DIRECTIVE A.
In the excerpt on word aversion below, list every word or phrase that is set in quotation marks.
::: SELECTED EXCERPT
The ever-titillating Language Log has researched word aversion extensively for years (and their work on this topic was mentioned here previously in a broader conversation about the utility of disgust) but there are as many private lists of personal taboo words as there are people. Dancing around them can, in fact, be a daily social crisis for some people with autism, and the people who love them.
posted by jake (226 comments total) 44 users marked this as a favorite
 
pink.
posted by limeonaire at 6:23 PM on August 28, 2015


Personal thoughts / editorial stuff / disclosures:

- This is my first FPP on the blue. I have been here for 14 years but have only lurked/commented, so I know how solid posts are supposed to be made, but I'm still nervous. Please let me know if you enjoyed the links and framing, or if I can improve!

- As I researched, it struck me that there seems to be substantial gendered baggage behind some of these words, especially as they relate to "shameful" bodily functions, or even allusions to them. I didn't want to editorialize too much in the FPP about this, but I think it's a fascinating angle!

- I had misgivings about posting, because just a few hours ago, as I read about this, I got excited and started my own subreddit for people to share their own stories. So obviously I wanted to clear up any potential worries about a conflict of interest or self-link; I'm not a linguist or researcher with "skin in the game," I'm just a regular guy who re-discovered this crazy thing and wants to discuss it both here and there!
posted by jake at 6:24 PM on August 28, 2015 [19 favorites]


Oh, I hate "cunning." I also hate "Aer Lingus," although I am not required to say that much. I refuse, categorically, to pronouce stupid menu item names, of the "Rooty Tooty Fresh n' Fruity" type.

"Stomachache," if you were to pronounce it sto MAHCH achee, would suddenly become the name of a minor enslaved female character in the Iliad, and perhaps be less disgusting.
::::::
::: SUPPLIED RECORDS
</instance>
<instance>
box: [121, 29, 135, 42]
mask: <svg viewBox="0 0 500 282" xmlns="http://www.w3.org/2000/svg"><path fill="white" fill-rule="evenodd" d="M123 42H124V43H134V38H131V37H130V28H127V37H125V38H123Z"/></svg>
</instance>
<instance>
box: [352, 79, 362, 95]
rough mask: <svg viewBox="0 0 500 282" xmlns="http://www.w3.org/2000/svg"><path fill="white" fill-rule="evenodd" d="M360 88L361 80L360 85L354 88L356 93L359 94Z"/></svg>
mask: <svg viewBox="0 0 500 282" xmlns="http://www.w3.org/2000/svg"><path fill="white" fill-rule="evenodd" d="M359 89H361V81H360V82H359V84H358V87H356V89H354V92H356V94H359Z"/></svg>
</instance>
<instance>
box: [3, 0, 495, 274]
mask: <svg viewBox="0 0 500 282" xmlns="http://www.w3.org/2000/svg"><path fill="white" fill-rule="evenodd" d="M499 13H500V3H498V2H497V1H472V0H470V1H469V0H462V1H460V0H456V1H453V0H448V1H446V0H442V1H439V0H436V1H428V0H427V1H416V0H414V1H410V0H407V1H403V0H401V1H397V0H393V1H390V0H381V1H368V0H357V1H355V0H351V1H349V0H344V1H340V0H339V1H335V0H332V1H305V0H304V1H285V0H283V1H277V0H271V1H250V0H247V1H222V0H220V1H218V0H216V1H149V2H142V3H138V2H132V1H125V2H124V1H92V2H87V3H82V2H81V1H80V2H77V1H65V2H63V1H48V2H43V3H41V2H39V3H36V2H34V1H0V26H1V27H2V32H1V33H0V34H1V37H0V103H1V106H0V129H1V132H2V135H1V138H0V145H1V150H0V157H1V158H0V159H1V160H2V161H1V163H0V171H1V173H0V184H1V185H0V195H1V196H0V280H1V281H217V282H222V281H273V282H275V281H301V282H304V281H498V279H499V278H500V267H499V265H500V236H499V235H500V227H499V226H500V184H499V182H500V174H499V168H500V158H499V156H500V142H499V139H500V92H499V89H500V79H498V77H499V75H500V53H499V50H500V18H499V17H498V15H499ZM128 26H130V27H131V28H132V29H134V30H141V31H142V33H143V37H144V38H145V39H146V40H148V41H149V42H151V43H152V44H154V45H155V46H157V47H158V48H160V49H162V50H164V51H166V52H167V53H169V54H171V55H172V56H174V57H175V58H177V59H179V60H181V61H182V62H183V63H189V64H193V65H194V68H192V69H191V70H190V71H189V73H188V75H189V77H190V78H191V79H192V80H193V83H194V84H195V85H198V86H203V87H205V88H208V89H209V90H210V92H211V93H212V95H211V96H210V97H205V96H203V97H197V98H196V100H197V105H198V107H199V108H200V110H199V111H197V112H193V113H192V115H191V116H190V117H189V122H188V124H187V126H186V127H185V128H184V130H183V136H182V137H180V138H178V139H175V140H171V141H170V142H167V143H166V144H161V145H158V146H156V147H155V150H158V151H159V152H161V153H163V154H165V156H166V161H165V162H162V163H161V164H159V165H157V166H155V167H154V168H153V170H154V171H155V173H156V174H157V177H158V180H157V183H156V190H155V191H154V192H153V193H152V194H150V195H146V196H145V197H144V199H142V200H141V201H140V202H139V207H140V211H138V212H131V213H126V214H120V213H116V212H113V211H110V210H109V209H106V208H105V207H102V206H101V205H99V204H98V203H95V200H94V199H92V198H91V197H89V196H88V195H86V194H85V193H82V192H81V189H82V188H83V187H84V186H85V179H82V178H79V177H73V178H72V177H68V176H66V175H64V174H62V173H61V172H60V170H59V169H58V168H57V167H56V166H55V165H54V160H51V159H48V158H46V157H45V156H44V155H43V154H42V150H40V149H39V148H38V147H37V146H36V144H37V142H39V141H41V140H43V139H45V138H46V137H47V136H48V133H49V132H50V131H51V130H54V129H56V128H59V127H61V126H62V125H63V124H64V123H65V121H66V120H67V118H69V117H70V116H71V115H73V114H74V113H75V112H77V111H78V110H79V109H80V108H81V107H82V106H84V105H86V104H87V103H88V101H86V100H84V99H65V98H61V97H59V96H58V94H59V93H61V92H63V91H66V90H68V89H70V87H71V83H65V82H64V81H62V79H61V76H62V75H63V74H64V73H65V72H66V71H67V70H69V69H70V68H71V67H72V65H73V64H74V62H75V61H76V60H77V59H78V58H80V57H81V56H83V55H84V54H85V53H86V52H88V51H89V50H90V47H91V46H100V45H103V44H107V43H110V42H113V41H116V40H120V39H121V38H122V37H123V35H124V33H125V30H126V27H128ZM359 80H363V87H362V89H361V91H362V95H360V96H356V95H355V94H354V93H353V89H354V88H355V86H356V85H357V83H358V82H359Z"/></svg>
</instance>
::::::
DIRECTIVE B.
Rewrite the stretch of rows from the start of the rows through the line containing "box: [3, 0, 495, 274]", changing every "instance" to "entry" and leaving everything else unchanged.

EXPECTED OUTPUT A.
- "shameful"
- "skin in the game"
- "cunning"
- "Aer Lingus"
- "Rooty Tooty Fresh n' Fruity"
- "Stomachache"

EXPECTED OUTPUT B.
</entry>
<entry>
box: [121, 29, 135, 42]
mask: <svg viewBox="0 0 500 282" xmlns="http://www.w3.org/2000/svg"><path fill="white" fill-rule="evenodd" d="M123 42H124V43H134V38H131V37H130V28H127V37H125V38H123Z"/></svg>
</entry>
<entry>
box: [352, 79, 362, 95]
rough mask: <svg viewBox="0 0 500 282" xmlns="http://www.w3.org/2000/svg"><path fill="white" fill-rule="evenodd" d="M360 88L361 80L360 85L354 88L356 93L359 94Z"/></svg>
mask: <svg viewBox="0 0 500 282" xmlns="http://www.w3.org/2000/svg"><path fill="white" fill-rule="evenodd" d="M359 89H361V81H360V82H359V84H358V87H356V89H354V92H356V94H359Z"/></svg>
</entry>
<entry>
box: [3, 0, 495, 274]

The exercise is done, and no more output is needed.